═══ Source passage
Law is easy, and people should realize that they can understand it, and that lawyers and judges do not have monopolies on the subtleties of opinions and policy that have been abrogated from the political branches of government to them. What lawyers and judges do, is make the politics more difficult to access by cloaking them in the language of law. But reading, say, Supreme Court cases, is like reading Shakespeare: it seems really weird for a while, but after you read enough of it, you can realize what’s being said. And really, what’s being said isn’t much more complicated than the original political question, before it was brought into the judicial arena.
══════
▸ **Tasks**
[A] In the passage about understanding law, list each phrase that uses the word "political" or "politics."
[B] Carry the passage about understanding law forward, starting right after its final sentence.
═══ Dataset
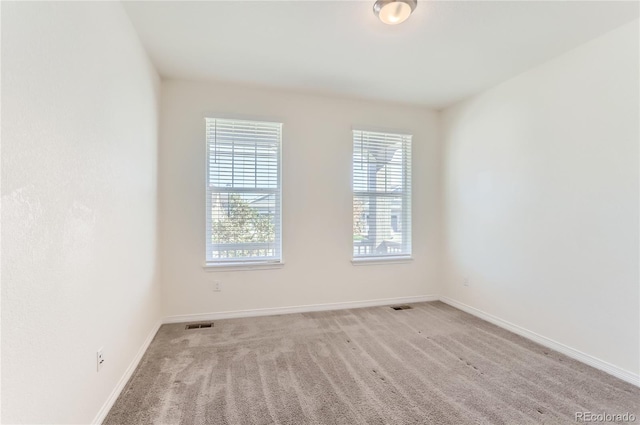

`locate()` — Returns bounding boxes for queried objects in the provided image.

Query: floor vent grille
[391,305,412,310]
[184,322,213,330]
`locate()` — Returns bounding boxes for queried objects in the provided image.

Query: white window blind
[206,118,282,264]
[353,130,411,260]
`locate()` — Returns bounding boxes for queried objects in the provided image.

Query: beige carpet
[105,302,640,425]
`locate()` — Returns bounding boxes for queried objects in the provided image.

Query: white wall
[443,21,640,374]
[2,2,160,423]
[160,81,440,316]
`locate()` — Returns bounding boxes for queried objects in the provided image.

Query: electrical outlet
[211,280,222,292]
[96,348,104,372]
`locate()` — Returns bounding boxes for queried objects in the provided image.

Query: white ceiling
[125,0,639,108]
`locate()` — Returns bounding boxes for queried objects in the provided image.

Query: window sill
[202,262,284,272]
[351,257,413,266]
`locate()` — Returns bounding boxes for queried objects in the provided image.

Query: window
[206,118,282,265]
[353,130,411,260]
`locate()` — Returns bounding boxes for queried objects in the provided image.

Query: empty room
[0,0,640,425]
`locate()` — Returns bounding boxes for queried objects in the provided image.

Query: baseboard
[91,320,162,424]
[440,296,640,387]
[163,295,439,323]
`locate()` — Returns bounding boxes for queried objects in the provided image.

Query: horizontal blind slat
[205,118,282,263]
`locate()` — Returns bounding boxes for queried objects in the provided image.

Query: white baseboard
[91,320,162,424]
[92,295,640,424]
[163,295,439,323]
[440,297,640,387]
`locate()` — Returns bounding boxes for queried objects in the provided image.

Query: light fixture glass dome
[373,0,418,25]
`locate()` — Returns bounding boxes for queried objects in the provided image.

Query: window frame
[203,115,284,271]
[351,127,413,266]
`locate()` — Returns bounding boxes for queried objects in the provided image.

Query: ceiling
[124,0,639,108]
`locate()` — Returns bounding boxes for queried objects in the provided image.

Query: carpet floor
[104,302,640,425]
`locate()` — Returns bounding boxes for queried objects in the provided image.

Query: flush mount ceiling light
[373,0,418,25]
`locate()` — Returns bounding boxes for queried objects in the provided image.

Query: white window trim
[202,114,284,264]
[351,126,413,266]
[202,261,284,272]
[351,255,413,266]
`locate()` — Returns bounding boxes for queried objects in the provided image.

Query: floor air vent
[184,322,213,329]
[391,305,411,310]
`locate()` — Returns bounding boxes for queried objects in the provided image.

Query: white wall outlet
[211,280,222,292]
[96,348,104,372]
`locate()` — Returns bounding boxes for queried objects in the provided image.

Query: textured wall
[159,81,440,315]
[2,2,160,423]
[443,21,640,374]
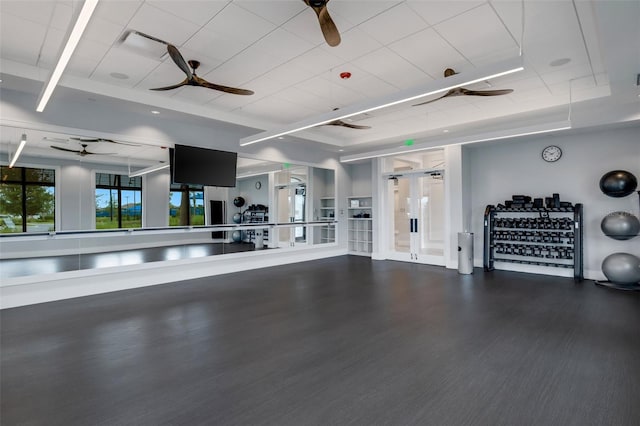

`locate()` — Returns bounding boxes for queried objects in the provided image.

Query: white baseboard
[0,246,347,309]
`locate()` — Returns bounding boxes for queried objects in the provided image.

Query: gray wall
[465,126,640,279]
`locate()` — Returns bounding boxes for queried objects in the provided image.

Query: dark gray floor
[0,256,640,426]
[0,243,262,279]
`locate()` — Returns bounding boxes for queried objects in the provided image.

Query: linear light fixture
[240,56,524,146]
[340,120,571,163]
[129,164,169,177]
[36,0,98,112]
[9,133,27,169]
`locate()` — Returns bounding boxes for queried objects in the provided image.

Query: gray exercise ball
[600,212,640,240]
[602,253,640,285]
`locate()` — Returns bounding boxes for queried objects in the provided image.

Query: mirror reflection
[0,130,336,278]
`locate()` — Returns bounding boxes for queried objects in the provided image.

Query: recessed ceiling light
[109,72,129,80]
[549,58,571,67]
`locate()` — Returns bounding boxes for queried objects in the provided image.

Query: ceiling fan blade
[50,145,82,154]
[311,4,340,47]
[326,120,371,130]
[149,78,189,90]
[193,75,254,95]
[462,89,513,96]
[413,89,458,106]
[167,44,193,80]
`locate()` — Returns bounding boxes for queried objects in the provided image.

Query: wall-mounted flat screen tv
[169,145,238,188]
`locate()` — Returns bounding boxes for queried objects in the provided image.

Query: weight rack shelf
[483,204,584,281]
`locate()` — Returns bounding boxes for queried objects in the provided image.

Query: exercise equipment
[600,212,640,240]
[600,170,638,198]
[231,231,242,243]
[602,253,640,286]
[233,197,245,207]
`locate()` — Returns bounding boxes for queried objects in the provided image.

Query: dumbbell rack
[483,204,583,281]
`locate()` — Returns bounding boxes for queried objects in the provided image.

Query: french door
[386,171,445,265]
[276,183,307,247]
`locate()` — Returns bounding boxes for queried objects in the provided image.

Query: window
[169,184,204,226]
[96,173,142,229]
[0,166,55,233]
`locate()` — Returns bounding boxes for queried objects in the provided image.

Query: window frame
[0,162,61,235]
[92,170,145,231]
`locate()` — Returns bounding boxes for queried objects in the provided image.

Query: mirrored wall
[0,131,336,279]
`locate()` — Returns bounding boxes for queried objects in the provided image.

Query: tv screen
══════
▸ **Task responses**
[A]
- "the political branches of government"
- "make the politics more difficult to access"
- "the original political question"

[B]
The results of transforming political questions into judicial ones are negative, I believe. Since, (again, returning to abortion, since it’s a pretty decent example) abortion is a judicial question, the only way the people can democratically make their voice known is to protest decisions, and vote for Senators who will confirm judges they like. But by vesting their democratic powers in Senators, who are very far removed from the actual legal decisions, the people’s vote doesn’t really matter. If a Senator said he would vote for anti-abortion candidates, but, oops, that guy he voted for turned out to go the other way, there’s no way to hold the Senator accountable, who can perhaps sincerely say the candidate changed his mind and how could the Senator judge that, or maybe the Senator (more cynically) pledged to vote one way, and secretly approved a candidate whom he knew would flip-flop on the issues.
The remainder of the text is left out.